WHAT THE TASK REQUIRES: Return all the lines below exactly. Any picture among them is omitted.

☆ ☆ ☆ ☆ ☆ ☆ ☆

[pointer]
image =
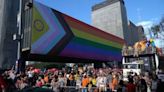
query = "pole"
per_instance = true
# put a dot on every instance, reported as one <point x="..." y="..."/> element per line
<point x="19" y="34"/>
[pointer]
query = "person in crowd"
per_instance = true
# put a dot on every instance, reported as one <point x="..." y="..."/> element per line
<point x="61" y="82"/>
<point x="142" y="86"/>
<point x="114" y="82"/>
<point x="55" y="84"/>
<point x="85" y="82"/>
<point x="154" y="83"/>
<point x="2" y="84"/>
<point x="130" y="86"/>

☆ ☆ ☆ ☆ ☆ ☆ ☆

RESPONSE BELOW:
[pointer]
image =
query = "pole"
per_instance = true
# put a dot on every instance, reported as one <point x="..." y="..."/> element per line
<point x="19" y="34"/>
[pointer]
query = "person in crowd"
per_instance = true
# put a dot on every instance, reported as one <point x="..." y="..."/> element per line
<point x="61" y="82"/>
<point x="142" y="86"/>
<point x="114" y="82"/>
<point x="55" y="84"/>
<point x="85" y="82"/>
<point x="154" y="83"/>
<point x="2" y="84"/>
<point x="130" y="86"/>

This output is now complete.